- Tugas Latihan:
• a. Terjemahkan kalimat berikut dari teks bacaan ke dalam bahasa Inggris: "Pengaturan ini berdasarkan anggapan bahwa pemerintah adalah pemegang mandat untuk melaksanakan kehidupan kenegaraan di Indonesia."
• b. Jawablah pertanyaan berikut berdasarkan teks bacaan.
(i) Menurut jiwa pasal 33, kepada siapa penguasaan barang untuk kepentingan publik ditempatkan?
(ii) Kepada pihak mana hak menguasai oleh negara dapat didelegasikan?
(iii) Dalam bentuk apa pengertian "untuk sebesar-besar kemakmuran rakyat" menjadi sempit?
• c. Ubahlah bagian teks bacaan mulai dari "Pengaturan ini berdasarkan" sampai dengan "governance)." dengan mengganti "jujur" menjadi "bersih".

Jiwa pasal 33 berlandaskan semangat sosial, yang menempatkan penguasaan
barang untuk kepentingan publik (seperti sumber daya alam) pada negara.
Pengaturan ini berdasarkan anggapan bahwa pemerintah adalah pemegang
mandat untuk melaksanakan kehidupan kenegaraan di Indonesia. Untuk itu,
pemegang mandat ini seharusnya punya legitimasi yang sah dan ada yang
mengontrol tidak tanduknya, apakah sudah menjalankan pemerintahan yang
jujur dan adil, dapat dipercaya (accountable), dan tranparan (good
governance).

*Permasalahan dan Tantangan Global Pengelolaan Sumberdaya Alam *

Masalahnya ternyata sekarang sistem ekonomi yang diterapkan bersikap
mendua. Karena ternyata hak menguasai oleh negara itu menjadi dapat
didelegasikan kesektor-sektor swasta besar atau Badan Usaha Milik Negara
buatan pemerintah sendiri, tanpa konsultasi apalagi sepersetujuan
rakyat. "Mendua" karena dengan pendelegasian ini, peran swasta di dalam
pengelolaan sumberdaya alam yang bersemangat sosialis ini menjadi
demikian besar, dimana akumulasi modal dan kekayaan terjadi pada
perusahaan-perusahaan swasta yang mendapat hak mengelola sumberdaya alam
ini.
Sedangkan pengertian "untuk sebesar-besar kemakmuran rakyat" menjadi
sempit yaitu hanya dalam bentuk pajak dan royalti yang ditarik oleh
pemerintah, dengan asumsi bahwa pendapatan negara dari pajak dan royalti
ini akan digunakan untuk sebasar-besar kemakmuran rakyat. Keterlibatan
rakyat dalam kegiatan mengelola sumberdaya hanya dalam bentuk penyerapan
tenaga kerja oleh pihak pengelolaan sumberdaya alam tidak menjadi
prioritas utama dalam kebijakan pengelolaan sumberdaya alam di Indonesia.

- Data yang Diberikan:

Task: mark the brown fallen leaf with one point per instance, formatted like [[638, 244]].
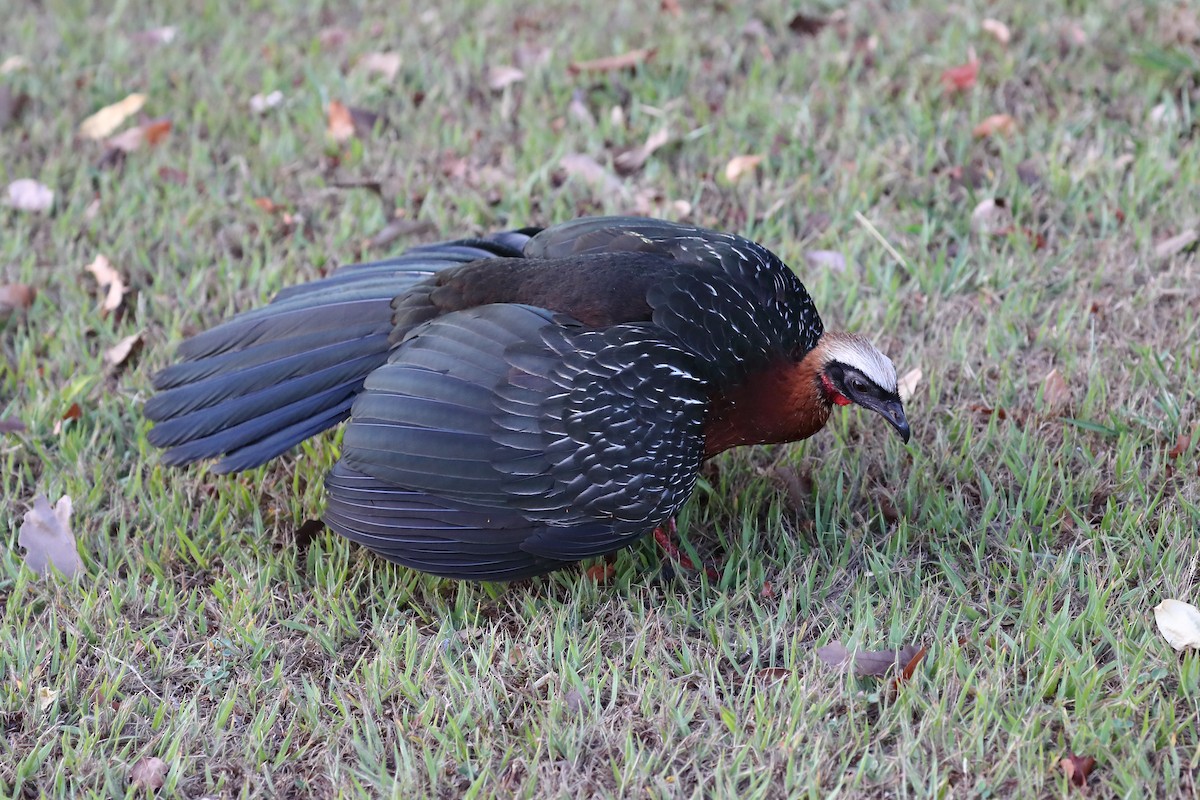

- Hasil Tiap Tugas:
• a. This arrangement is based on the assumption that the government is the holder of the mandate to carry out the life of the state in Indonesia.

• b.
(i) Kepada negara.
(ii) Kepada sektor-sektor swasta besar atau Badan Usaha Milik Negara buatan pemerintah sendiri.
(iii) Hanya dalam bentuk pajak dan royalti yang ditarik oleh pemerintah.

• c.
Pengaturan ini berdasarkan anggapan bahwa pemerintah adalah pemegang
mandat untuk melaksanakan kehidupan kenegaraan di Indonesia. Untuk itu,
pemegang mandat ini seharusnya punya legitimasi yang sah dan ada yang
mengontrol tidak tanduknya, apakah sudah menjalankan pemerintahan yang
bersih dan adil, dapat dipercaya (accountable), dan tranparan (good
governance).